**TASKS TO CARRY OUT**.
[1] Summarize the post on bicoid below in two sentences.
[2] Write out the post on bicoid word for word, everything from "How one comes" down to "by the author.".

How one comes to qualify a gene as morphogenic? Fleury didn’t included this information in his paper, neither in the text or the glossary despite his interest on morphogenesis. I’ve chosen to illustrate the concept using bicoid as it’s one of the examples used by the author.
What is it observed in embryos lacking maternal bicoid mRNA? Well, no head, two asses ; poor embryo, looks like some people I know, who seem to ass-stink when they speak.
Bicoid is a gene that is essential for normal axis formation in the fly, Drosophila. It is this gene product that basically tells the fly embryo which end is the front end—the cartoon to the right illustrates what mutant larvae look like. The top picture is a normal, or wild type, Drosophila larva. Students of the fly will recognize that this animal is facing to the left by the presence of the dark mouthparts; fly experts will be familiar with the stippling in the figure, which illustrates characteristic locations of bristles on the animal’s cuticle.
The picture below it is of an animal that lacks the bicoid gene product. It has no mouthparts, no head end at all; looking at the pattern of bristles, one can also see that the front end has the bristles found on the back end. (Yes, South Park fans, geneticists have created flies with two asses.)
The tricky part here is that that fly expressing the bicoid mutant phenotype may not carry the mutant gene. It could be genetically normal. What we know, though, from looking at it is that the poor two-assed fly’s mother was a mutant. We know that because Drosophila embryos do not synthesize the bicoid gene product at all, not even the wildtype flies, and they all inherit it directly from Mom. The only way they could be lacking it is if their mother failed to pack it into the egg.
You don’t need more information to qualify bicoid as a morphogen, in its absence the embryo fails to develop the head structures. How this happens is another story, a quite interesting one, but not relevant.
But you can get more information for the fun of it. What happens when you use bicoid from a wild type embryo to complement a bicoid– embryo?
One clever experiment: the role of the bicoid gene product has been tested with what is called a rescue experiment, illustrated above. At left on the top is a bicoid+, or wildtype larva, and on the right is a bicoid– larva that lacks any bicoid gene product. What if we injected it with bicoid? In the experiment, a little bit of bicoid+ cytoplasm is sucked out of the anterior end of a normal egg, and injected into the anterior end of an egg deficient for bicoid. That’s enough to do a partial rescue; it’s hard to get a perfect rescue, because dosage and localization are impossible to get exactly as they are in the intact egg.

**EXERCISE DATA**.
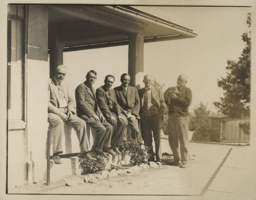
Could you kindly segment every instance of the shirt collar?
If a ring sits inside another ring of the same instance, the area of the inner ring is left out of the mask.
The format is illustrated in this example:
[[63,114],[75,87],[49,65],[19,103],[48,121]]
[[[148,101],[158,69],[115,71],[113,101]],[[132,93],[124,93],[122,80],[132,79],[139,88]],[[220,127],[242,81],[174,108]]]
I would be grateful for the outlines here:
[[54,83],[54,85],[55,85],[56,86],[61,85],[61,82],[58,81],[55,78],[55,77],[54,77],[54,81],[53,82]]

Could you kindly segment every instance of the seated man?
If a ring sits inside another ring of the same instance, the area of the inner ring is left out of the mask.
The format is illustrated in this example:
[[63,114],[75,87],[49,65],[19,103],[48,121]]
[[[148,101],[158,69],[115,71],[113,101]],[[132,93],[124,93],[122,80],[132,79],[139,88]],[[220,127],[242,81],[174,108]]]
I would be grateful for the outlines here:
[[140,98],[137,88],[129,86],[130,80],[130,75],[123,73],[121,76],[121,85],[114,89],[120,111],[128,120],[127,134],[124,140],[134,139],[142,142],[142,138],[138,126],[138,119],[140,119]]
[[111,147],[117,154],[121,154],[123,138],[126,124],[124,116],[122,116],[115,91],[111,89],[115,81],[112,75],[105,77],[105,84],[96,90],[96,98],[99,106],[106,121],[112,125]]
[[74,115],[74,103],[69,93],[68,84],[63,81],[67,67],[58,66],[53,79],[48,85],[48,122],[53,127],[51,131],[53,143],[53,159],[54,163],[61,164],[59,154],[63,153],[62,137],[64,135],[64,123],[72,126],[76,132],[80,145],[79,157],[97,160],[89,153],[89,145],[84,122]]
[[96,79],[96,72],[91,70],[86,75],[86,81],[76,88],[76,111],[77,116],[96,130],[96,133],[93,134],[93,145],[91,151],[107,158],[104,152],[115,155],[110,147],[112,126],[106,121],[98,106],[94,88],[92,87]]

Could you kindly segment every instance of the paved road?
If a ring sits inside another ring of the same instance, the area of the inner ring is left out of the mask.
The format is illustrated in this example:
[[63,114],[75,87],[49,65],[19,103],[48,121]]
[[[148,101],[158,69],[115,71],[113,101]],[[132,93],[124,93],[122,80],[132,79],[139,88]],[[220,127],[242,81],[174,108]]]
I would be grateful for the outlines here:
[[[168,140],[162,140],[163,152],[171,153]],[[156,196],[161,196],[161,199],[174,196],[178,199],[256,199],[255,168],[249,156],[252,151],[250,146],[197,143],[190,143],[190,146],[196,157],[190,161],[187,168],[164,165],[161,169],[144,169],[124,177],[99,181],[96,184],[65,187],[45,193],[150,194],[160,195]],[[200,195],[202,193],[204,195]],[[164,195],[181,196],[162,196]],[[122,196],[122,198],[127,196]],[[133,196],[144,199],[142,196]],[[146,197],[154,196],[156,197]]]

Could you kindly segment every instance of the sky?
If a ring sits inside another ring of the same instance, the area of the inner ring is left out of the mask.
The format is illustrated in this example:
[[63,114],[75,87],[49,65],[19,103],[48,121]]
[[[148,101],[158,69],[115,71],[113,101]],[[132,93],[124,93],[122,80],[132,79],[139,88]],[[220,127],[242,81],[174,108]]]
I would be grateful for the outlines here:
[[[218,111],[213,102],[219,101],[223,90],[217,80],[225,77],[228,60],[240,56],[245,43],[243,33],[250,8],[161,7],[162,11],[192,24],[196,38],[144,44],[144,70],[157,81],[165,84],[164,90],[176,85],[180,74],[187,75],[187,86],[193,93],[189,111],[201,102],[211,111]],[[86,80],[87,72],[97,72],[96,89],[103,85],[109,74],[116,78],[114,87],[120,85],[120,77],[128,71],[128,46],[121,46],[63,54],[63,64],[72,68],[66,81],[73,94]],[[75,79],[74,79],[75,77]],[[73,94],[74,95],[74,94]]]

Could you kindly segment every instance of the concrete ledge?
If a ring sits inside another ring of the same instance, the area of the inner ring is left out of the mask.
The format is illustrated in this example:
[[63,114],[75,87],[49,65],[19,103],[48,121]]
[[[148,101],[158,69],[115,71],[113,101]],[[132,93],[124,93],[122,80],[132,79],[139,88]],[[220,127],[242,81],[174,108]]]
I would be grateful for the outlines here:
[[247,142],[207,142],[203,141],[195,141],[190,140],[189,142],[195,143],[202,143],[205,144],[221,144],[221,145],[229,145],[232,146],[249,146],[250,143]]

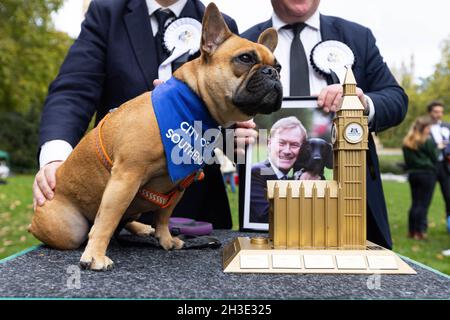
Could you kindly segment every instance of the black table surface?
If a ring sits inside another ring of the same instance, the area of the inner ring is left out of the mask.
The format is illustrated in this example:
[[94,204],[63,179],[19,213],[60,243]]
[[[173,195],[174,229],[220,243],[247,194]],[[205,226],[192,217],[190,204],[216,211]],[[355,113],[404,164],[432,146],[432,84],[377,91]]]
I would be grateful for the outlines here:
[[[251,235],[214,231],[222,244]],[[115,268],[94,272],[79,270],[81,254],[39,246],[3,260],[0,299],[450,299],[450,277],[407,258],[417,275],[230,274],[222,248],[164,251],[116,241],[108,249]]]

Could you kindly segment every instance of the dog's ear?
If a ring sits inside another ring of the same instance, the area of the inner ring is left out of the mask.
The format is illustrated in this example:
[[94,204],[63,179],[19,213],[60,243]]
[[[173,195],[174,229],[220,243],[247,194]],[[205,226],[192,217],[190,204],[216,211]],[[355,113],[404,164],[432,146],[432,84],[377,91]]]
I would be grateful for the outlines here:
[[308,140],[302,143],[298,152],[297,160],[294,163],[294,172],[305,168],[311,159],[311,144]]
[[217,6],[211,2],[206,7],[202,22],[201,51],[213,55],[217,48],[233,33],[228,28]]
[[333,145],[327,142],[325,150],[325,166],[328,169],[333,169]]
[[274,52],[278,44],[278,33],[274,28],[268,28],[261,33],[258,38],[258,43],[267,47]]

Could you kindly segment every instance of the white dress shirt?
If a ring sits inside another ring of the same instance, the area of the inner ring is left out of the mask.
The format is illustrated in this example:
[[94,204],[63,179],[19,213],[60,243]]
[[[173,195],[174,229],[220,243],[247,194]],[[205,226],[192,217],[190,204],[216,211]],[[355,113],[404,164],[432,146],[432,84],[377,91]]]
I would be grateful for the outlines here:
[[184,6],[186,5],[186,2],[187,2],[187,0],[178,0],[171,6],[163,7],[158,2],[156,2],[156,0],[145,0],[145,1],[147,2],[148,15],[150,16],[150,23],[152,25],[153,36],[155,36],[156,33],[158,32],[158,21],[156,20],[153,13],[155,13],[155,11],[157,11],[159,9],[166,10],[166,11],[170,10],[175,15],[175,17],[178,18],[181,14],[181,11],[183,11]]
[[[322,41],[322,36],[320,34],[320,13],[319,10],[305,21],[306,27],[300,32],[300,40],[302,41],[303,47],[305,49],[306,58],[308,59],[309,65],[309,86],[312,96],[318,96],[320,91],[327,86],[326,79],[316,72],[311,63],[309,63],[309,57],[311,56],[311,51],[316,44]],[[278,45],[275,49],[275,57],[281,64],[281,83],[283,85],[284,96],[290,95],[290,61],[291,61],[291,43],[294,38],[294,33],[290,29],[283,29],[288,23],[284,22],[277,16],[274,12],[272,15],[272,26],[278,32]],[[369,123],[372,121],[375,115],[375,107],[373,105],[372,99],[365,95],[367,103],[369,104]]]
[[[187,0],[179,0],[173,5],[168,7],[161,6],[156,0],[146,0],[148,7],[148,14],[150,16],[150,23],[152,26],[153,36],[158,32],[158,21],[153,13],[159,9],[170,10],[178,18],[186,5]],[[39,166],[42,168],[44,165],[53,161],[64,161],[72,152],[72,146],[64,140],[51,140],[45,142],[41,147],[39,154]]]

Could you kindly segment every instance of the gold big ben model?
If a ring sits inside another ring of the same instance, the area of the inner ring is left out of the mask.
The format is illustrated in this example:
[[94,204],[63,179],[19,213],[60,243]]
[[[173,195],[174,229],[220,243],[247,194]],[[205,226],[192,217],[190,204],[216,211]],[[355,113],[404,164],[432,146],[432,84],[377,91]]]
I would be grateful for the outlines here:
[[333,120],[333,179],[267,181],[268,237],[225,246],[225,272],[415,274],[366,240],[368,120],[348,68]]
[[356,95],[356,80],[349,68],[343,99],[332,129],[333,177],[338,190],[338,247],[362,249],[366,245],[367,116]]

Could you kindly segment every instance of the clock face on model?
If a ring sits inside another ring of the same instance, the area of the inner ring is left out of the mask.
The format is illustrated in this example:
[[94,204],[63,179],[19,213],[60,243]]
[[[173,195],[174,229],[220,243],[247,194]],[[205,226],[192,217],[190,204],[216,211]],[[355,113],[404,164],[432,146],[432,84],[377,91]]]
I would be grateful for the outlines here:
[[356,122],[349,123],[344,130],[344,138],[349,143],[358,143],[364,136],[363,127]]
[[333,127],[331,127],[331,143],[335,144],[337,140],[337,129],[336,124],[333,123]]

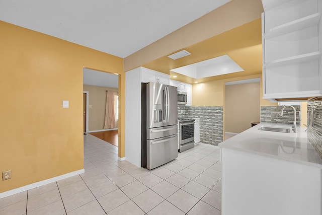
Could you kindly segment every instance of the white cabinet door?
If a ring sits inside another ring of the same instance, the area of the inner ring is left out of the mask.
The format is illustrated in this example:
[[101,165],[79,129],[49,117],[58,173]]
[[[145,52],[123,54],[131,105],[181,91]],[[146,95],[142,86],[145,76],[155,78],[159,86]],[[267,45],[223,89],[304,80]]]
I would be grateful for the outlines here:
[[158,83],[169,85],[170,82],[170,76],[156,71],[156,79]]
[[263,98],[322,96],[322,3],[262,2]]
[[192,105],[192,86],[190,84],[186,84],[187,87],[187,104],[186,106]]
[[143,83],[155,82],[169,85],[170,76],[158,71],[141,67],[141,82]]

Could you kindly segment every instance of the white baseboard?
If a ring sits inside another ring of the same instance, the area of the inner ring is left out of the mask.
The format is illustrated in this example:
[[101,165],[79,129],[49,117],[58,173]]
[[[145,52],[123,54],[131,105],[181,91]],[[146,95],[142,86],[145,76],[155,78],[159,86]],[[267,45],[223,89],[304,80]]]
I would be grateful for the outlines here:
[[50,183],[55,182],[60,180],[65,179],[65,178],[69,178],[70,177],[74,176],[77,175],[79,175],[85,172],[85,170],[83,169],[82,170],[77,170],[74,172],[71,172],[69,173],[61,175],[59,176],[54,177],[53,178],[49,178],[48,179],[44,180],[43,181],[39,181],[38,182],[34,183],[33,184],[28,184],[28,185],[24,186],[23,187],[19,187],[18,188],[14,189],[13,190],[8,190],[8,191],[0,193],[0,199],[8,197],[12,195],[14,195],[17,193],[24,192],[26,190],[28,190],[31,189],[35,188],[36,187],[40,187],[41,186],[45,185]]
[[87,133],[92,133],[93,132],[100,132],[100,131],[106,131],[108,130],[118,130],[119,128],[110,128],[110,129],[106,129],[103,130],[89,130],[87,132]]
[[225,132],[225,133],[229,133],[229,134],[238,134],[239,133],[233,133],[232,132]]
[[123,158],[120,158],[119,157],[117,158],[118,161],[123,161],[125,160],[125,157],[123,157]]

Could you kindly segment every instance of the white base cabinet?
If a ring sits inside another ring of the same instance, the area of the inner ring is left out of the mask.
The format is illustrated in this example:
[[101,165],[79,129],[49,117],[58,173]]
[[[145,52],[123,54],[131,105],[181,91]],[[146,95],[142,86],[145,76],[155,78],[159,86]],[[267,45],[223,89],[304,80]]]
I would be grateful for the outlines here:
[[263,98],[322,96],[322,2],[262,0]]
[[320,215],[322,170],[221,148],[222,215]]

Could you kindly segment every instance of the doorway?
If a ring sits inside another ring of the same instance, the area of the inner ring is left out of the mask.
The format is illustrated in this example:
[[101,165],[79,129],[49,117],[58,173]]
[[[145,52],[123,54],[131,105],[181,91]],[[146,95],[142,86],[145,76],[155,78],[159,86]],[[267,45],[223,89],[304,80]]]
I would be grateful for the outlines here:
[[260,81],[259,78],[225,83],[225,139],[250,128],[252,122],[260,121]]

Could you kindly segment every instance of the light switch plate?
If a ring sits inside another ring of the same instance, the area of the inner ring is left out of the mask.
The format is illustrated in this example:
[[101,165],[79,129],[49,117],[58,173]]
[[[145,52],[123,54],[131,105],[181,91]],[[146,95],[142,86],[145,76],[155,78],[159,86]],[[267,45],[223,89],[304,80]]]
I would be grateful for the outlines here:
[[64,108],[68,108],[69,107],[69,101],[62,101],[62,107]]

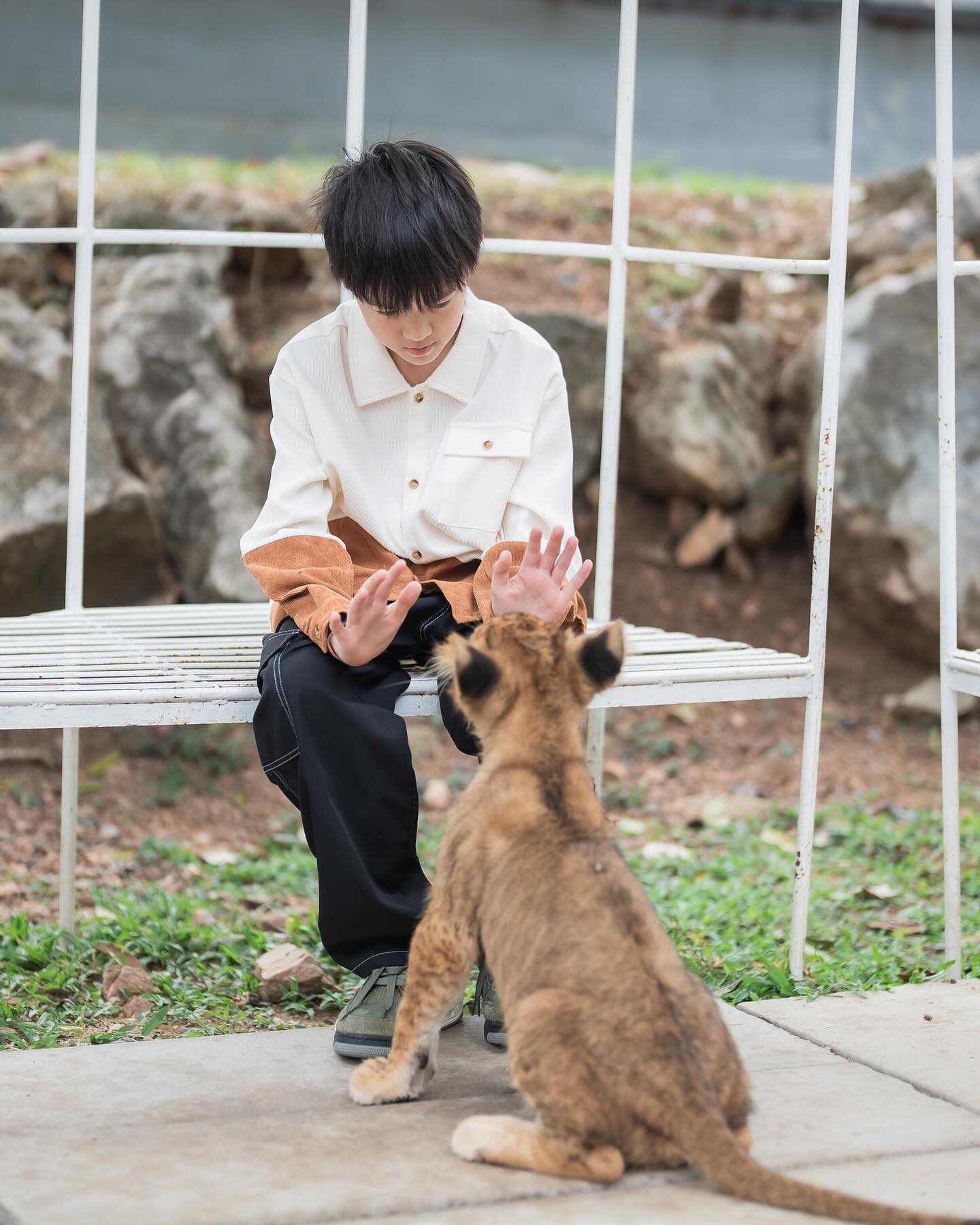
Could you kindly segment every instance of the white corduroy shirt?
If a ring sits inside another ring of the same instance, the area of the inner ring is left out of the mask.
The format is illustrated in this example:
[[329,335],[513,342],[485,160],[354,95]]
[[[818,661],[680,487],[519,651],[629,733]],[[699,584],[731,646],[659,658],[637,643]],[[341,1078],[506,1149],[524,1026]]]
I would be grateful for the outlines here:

**EXPECTED RESPONSES**.
[1] Bicoid is a gene essential for normal axis formation in Drosophila, and an embryo lacking its product has no head and carries back-end bristles on its front end. Because embryos inherit the bicoid product only from their mother, a fly showing the mutant phenotype may itself be genetically normal, and injecting bicoid+ cytoplasm into the anterior end of a deficient egg gives a partial rescue.

[2]
How one comes to qualify a gene as morphogenic? Fleury didn’t included this information in his paper, neither in the text or the glossary despite his interest on morphogenesis. I’ve chosen to illustrate the concept using bicoid as it’s one of the examples used by the author.